*Task directions*
Begin with the line in which "Exercise. Pick out the metal" appears and end with the final line of the entries. Retype each one exactly and add nothing.

(Recorded data)
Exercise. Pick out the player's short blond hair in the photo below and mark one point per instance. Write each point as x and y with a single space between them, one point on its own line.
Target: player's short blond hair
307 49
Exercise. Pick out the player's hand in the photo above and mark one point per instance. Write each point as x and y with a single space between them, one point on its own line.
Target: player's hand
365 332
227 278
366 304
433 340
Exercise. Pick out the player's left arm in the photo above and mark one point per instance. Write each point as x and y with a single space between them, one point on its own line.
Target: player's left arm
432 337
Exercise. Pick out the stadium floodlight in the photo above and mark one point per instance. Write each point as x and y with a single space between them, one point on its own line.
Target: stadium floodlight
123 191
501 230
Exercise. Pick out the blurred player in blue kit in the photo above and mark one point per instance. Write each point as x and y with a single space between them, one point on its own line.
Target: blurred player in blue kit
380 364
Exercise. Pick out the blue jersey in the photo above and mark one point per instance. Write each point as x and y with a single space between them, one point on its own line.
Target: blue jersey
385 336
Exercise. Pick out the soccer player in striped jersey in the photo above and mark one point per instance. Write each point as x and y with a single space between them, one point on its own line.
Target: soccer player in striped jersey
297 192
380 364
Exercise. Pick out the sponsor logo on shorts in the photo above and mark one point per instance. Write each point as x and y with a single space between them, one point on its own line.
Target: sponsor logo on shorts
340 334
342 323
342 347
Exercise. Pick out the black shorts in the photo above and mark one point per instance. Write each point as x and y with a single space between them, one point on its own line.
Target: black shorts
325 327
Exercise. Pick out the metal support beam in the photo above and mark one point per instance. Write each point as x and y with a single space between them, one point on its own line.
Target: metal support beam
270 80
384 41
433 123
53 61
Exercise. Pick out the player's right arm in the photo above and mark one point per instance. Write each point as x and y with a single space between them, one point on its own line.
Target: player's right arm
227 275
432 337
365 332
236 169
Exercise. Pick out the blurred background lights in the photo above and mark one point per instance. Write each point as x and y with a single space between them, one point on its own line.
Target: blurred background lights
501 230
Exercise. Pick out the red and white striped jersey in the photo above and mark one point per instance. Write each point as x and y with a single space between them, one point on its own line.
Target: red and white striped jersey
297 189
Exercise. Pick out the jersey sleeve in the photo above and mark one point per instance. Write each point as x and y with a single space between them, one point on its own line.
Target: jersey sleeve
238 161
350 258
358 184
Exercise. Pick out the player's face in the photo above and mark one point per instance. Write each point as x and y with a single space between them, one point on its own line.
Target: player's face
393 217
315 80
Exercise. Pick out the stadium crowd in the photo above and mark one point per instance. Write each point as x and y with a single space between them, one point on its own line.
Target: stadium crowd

*Response below*
Exercise. Pick out the metal support beam in the photo above and mark one point per instance. Write each point as x and y with a single space between them, one point on its own line.
Target: metal support beam
270 80
384 41
433 123
53 61
Exercise. Pick out the player's right arm in the photo above and mark one point per instance. Write each point as x and y with a single space between them, one point on its own line.
Target: player's right arm
227 275
432 337
365 332
236 169
Exercise. Pick out the blurred background lights in the photo above and mark one point per instance. Write each point as x and y with a single space between them, one point on its own line.
Target: blurred background lights
501 230
Exercise. Pick out the red and white striped jersey in the photo above and mark one point per instance. Write each point as x and y with a single space between them, one point on its own line.
Target: red and white striped jersey
297 189
Exercise. Pick out the jersey sleeve in the photo above and mark one point per instance. Write each point as x and y with a single space between them, one point on its own line.
Target: jersey sleeve
238 161
350 258
358 184
Exercise. Pick out the player's face in the photo above and mark one point per instance. Write each point as x and y with a single space between them, one point on its own line.
Target: player's face
393 217
315 80
Exercise. Pick out the stadium crowd in the photo above and mark one point per instance. Write each point as x and y with a single space between them, one point on its own line.
Target: stadium crowd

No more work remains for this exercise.